### GIVEN TEXT
LOL, we only have 4.4kW contracted. Yes, it's low but it keeps us from overusing! We get by because we don't use much electric. We have gas hot water and a gas cook top. I run the washer with cold water. We only have one A/C unit. It's really only a problem in the winter. We can only run one heating element at a time - eg, if I want to use the hair dryer I have to turn off the space heater. But there's no problem running the fridge, the washing machine, one heating unit or A/C, several computers and/or TV's and the lights all at the same time.


----------



## whitenoiz (Sep 18, 2012)

*Tapas*..


> Maybe I am too pessimistic, but for me seems 6.9kW is quite low limit.


I agree up to a point but... to quote a worthy old engineering adage.. 'If it aint broke don't fix it...' in other words if the consumer isn't regularly suffering from ICP generated power trips, it really isn't worth the aggro and possible additional expense of trying to deal with an upgrade to a higher contracted potencia...

When we first moved here our supply was always tripping out; our builders supply was contracted at just 3.5kw. At Endesa's insistence we had some major rework done to our incoming supply lines, and an upgrade to cover changes in the law introduced in 2007. At the same time we upgraded via a new contract to a 9.2Kwh potencia and haven't had a trip problem since.

*Tapas*... By way of explanation... an ICP is a resettable circuit breaker originally designed to protect the incoming supply from excessive demands due to short circuits within the internal wiring in the property. It is used by the supplying companies however as a means of ensuring that consumers do not exceed the contracted rate of supply. The value of the ICP fitted is calculated to approximately match that of the contracted rate. Properties built after 2007 are required by law to have an ICP fitted. 


*Herman*...


> This is from our last invoice:25/07 - 20/09
> 
> potencia facturada power
> 6,9Kw x 8 días x 068461 €/KW día 3,78€
> ...


.

I am heavy on electric usage; my house tends to be active 24/7 keeping myself and the housepack of rescued animals comfortable, My figures for the same accounting period are significantly higher than yours! After a series of quite big bills I decided to severely limit the use of the aircon in line with my own advice suggested in a previous post... 
*The difference between your figures and mine demonstrate conclusively just how power hungry aircon units can be...* unfortunately the insulation properties of our little inland town house are absolutely crap, like an oven in Summer and a fridge in winter. 

Accounting period 8th July to 6th September...

Potencia... 9.2kw x 60x 0.081975 = 45.25€
Consumo.. 1,174 x 0.131542 = 154.43€
Impto. elec..................................= 10.20€
Alq. Equipos................................= 1.06€
IVA.............................................= 44.30€
Total 8/7/2013 to 6/9/2013............ = 255.94 Euros.

### SET OF TASKS
A. From the forum thread on contracted electricity supply, extract the stretch from "I am heavy on" through "a previous post...".
B. List each individual charge, with its amount, shown in the forum thread's breakdown for the accounting period 8th July to 6th September. Exclude the total.

### INFORMATION SUPPLIED

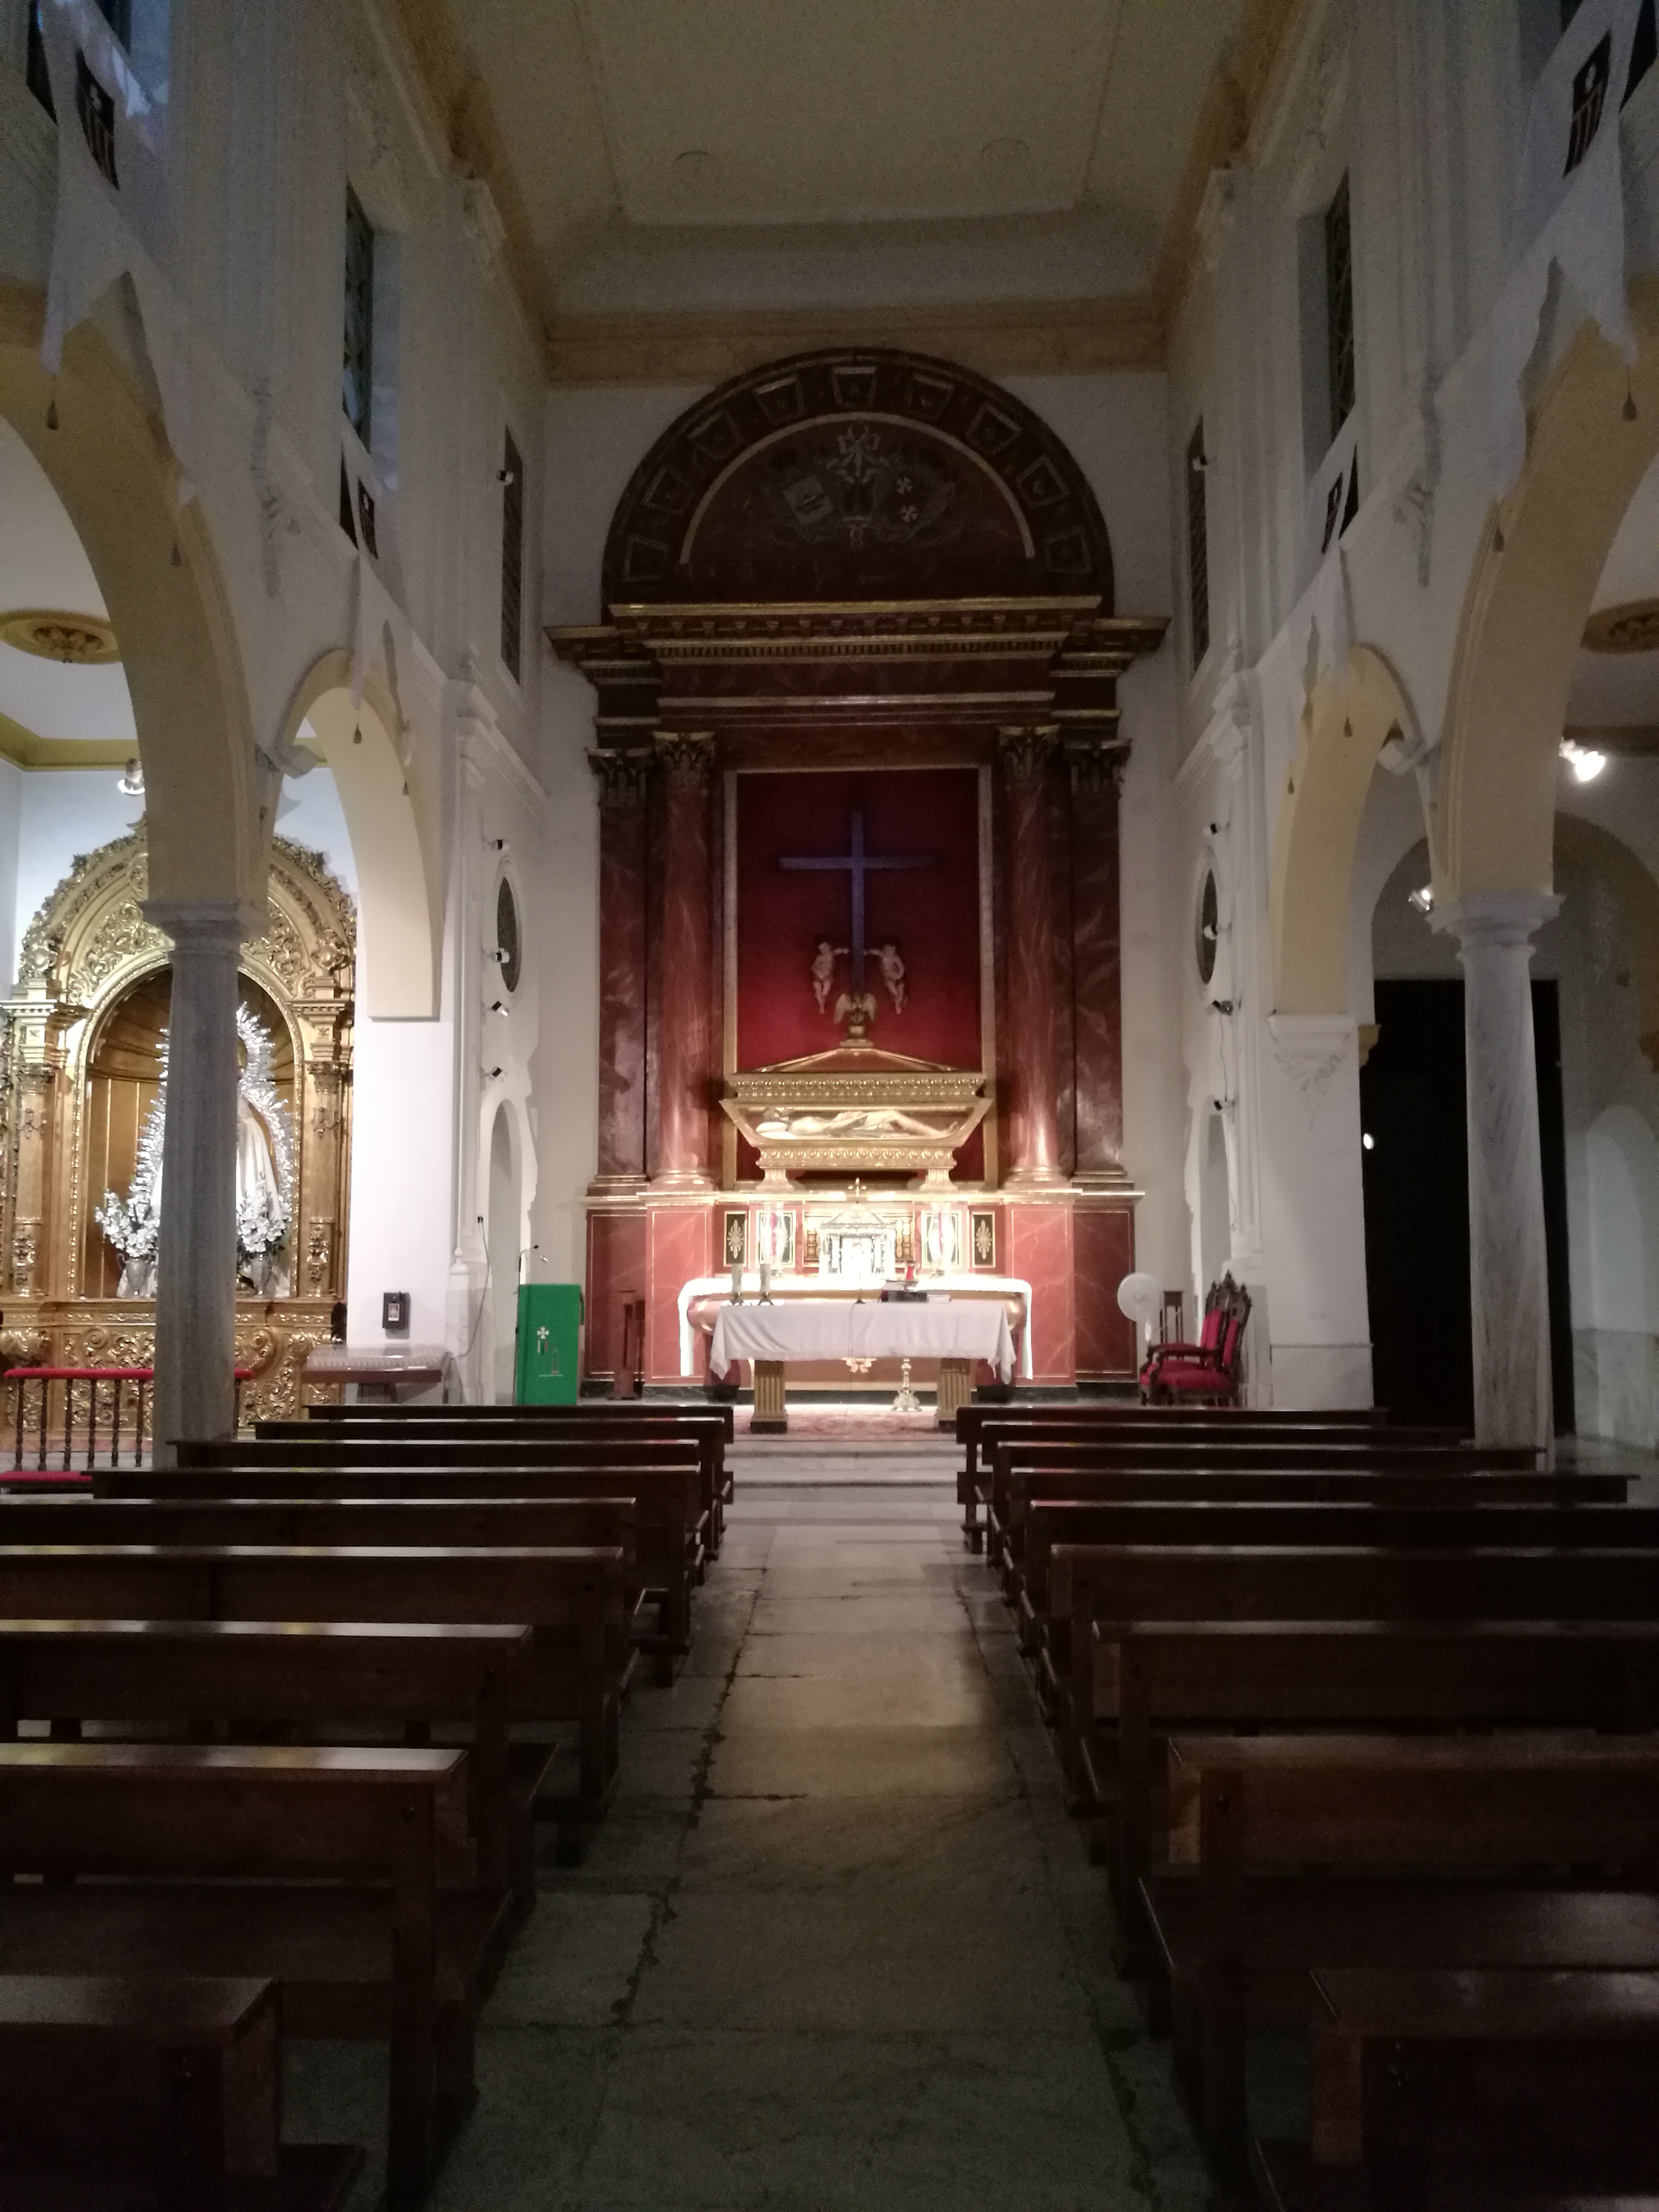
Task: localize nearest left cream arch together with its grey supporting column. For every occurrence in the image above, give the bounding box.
[0,276,265,1456]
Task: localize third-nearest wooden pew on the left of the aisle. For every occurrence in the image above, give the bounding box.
[0,1619,549,1911]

### PROBLEM SOLUTIONS
A.
I am heavy on electric usage; my house tends to be active 24/7 keeping myself and the housepack of rescued animals comfortable, My figures for the same accounting period are significantly higher than yours! After a series of quite big bills I decided to severely limit the use of the aircon in line with my own advice suggested in a previous post...

B.
Potencia: 45.25€
Consumo: 154.43€
Impto. elec: 10.20€
Alq. Equipos: 1.06€
IVA: 44.30€